=== 選ばれた抜粋 ===
2014年の『Forbes』のレポートでは、大活躍したDurantのシグネチャーモデルの売り上げは3500万ドルから1億7500万ドルと、アメリカ国内だけでも4倍になり、LeBronの売り上げ3億ドルを追いかける形となった。Durantが成績、人気共に誰もが認めるNBAのスーパースターとなった結果、〈Nike〉との契約満了を前に〈Under Armour〉から多額のオファーをされる形となり、〈Nike〉はその金額を上回る3億ドルとも言われる契約金を投じ、KDと10年契約を結ぶ形となった。

そして続く2014-15年シーズン、K-Dogの勢いに乗った活躍を誰もが期待していたが、不運にもキャンプ中に骨折。開幕後しばらくの欠場を余儀なくされ、出場回数はわずか27ゲームとなってしまった。その間所属する「オクラホマシティ・サンダー」では「Russell Westbrook(ラッセル・ウェストブルック)」が脚光を浴び、皮肉にも「ゴールデンステート・ウォリアーズ」のスター選手「Stephen Curry」が〈Under Armour〉と契約したシグネチャーモデルは飛ぶように売れていった。もちろんLeBronはLeBronで在り続け、彼のシグネチャーモデルの売り上げをキープしていた中、KDの活躍は〈Nike〉の期待に沿うものではなかった。

更に2015-16年シーズンでも、Curryの大活躍及び「ゴールデンステート・ウォリアーズ」の73勝というNBA新記録、そして「Kobe Bryant」のフェアウェルシーズンとなったゲームがスポットライトを浴びたこともあり、Durantの復活が話題にされることは極めて少なかった。そして当然の如くKDスニーカーの売り上げも彼の注目度に比例。Curryの〈UA〉シグネチャーモデルが3月の時点でアメリカ国内で1億6000万ドルを売り上げたのに対し、Durantの〈Nike〉シューズは8200万ドルの売り上げ。この不調を痛感したのは他でもなく〈Nike〉だった。

[ポイント配置記録]
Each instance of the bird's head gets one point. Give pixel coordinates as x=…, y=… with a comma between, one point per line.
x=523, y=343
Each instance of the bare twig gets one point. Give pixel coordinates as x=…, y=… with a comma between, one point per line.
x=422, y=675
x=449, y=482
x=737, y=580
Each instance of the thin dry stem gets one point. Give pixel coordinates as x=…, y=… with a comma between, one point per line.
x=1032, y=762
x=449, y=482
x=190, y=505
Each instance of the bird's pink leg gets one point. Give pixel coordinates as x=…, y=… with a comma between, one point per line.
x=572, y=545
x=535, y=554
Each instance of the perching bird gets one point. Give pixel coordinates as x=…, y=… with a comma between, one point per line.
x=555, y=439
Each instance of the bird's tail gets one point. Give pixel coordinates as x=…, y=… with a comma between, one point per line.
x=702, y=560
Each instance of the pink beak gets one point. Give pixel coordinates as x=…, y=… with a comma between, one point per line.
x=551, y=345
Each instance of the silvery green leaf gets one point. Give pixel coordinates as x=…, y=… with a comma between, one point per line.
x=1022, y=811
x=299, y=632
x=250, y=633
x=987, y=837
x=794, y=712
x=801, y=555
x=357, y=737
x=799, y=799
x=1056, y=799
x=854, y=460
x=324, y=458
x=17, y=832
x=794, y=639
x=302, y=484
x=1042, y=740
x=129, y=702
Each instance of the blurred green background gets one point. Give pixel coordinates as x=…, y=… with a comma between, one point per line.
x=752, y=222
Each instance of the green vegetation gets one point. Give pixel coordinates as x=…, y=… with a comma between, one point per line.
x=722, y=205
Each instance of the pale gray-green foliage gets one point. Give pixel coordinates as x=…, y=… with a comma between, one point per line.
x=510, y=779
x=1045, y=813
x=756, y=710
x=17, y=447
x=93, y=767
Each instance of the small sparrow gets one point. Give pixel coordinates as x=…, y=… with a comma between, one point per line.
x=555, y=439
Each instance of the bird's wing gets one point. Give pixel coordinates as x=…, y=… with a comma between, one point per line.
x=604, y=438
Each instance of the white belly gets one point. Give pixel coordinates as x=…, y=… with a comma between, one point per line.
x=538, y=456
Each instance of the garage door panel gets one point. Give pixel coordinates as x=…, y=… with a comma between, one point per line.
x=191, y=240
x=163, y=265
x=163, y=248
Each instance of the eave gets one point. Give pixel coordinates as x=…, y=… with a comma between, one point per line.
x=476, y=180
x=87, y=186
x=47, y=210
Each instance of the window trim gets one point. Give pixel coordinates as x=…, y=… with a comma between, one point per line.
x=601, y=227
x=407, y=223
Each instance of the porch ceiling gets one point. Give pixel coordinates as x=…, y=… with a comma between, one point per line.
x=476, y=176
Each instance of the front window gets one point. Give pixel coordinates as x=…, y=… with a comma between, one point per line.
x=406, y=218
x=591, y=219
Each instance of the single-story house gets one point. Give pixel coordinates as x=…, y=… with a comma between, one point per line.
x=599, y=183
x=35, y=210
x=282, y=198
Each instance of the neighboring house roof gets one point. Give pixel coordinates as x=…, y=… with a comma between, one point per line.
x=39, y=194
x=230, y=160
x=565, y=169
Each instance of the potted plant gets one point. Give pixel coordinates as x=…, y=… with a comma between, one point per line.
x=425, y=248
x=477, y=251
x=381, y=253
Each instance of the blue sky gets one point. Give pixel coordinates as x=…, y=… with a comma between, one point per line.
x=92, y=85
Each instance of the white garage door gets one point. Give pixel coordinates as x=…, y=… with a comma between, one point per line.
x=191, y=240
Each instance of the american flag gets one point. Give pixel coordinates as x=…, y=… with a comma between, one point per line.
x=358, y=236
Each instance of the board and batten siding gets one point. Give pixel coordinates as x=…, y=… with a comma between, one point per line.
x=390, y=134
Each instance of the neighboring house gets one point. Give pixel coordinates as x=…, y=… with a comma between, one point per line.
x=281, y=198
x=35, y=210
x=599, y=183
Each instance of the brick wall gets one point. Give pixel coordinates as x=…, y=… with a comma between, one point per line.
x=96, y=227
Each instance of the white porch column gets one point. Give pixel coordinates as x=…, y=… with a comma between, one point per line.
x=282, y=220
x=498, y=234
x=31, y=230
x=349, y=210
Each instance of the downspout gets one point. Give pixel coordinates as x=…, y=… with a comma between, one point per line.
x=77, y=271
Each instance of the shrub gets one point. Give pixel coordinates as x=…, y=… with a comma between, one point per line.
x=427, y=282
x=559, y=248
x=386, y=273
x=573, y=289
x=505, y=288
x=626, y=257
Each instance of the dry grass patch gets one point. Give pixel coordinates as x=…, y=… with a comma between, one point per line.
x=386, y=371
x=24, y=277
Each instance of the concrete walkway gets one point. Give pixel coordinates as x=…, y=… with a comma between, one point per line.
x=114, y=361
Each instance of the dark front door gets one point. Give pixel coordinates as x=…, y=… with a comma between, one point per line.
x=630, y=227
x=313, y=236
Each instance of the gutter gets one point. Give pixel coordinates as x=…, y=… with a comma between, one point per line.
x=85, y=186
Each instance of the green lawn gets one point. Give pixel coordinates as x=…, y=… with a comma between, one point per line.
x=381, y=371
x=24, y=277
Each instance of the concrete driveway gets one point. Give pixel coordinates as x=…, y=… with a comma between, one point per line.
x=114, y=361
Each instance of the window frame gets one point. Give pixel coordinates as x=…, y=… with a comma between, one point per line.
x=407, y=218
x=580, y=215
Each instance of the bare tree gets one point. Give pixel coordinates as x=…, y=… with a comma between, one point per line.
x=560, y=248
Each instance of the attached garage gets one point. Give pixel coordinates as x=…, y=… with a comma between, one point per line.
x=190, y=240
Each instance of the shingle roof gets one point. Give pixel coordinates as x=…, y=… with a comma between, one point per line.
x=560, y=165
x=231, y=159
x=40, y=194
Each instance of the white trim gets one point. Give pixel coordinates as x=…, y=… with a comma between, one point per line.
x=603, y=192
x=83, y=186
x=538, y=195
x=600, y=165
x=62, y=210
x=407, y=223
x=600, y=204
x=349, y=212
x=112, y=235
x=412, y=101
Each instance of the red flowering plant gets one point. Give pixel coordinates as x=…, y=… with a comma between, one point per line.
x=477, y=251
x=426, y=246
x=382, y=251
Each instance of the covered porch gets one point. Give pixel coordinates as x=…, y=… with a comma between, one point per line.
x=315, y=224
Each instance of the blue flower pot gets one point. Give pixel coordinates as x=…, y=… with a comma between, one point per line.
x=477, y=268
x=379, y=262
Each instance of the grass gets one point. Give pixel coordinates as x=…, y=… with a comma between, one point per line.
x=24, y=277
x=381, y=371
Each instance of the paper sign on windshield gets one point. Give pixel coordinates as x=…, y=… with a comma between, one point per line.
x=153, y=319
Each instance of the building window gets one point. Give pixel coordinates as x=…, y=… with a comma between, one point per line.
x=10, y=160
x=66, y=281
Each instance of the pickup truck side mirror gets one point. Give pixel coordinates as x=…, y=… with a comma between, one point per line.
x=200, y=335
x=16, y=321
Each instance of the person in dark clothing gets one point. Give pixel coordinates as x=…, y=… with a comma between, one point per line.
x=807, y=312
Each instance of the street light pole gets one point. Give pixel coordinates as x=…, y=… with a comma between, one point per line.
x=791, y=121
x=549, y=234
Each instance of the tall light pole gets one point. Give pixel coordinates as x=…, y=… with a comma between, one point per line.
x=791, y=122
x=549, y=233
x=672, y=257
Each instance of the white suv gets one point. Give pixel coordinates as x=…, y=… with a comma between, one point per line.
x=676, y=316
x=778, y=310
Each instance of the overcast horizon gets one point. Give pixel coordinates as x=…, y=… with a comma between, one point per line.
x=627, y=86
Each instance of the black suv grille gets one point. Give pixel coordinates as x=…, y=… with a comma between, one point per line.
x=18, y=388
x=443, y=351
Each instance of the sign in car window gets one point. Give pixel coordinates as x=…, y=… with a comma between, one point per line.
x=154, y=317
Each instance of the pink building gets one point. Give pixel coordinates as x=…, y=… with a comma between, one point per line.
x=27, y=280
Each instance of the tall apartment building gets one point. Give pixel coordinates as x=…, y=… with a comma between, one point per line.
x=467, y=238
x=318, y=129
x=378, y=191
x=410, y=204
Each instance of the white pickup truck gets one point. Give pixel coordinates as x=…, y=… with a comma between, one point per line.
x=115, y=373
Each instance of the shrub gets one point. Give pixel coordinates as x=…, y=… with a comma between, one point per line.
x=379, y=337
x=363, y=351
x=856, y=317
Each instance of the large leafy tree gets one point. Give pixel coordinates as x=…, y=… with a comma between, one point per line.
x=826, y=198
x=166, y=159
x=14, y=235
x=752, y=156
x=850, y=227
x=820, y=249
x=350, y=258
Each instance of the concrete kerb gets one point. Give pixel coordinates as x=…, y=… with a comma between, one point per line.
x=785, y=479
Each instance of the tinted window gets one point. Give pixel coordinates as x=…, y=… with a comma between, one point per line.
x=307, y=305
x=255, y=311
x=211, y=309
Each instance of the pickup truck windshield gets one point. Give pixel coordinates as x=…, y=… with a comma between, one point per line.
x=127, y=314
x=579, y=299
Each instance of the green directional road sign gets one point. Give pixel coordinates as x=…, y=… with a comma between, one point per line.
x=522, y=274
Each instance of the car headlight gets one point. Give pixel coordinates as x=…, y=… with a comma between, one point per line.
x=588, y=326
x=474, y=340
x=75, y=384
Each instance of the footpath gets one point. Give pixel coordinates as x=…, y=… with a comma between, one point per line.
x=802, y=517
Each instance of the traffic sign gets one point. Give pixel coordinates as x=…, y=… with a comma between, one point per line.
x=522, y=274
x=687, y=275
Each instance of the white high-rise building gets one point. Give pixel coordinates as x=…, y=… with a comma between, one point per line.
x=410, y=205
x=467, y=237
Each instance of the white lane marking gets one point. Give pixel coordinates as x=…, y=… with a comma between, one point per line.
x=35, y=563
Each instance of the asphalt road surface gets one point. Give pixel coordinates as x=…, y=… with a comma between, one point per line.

=== 取り組む課題 ===
抜粋の「2014年の『Forbes』」から「10年契約を結ぶ形となった。」までを、一字一句違えずに書き写す。 このデータは抜粋とは別の資料である。

=== 完成した課題 ===
2014年の『Forbes』のレポートでは、大活躍したDurantのシグネチャーモデルの売り上げは3500万ドルから1億7500万ドルと、アメリカ国内だけでも4倍になり、LeBronの売り上げ3億ドルを追いかける形となった。Durantが成績、人気共に誰もが認めるNBAのスーパースターとなった結果、〈Nike〉との契約満了を前に〈Under Armour〉から多額のオファーをされる形となり、〈Nike〉はその金額を上回る3億ドルとも言われる契約金を投じ、KDと10年契約を結ぶ形となった。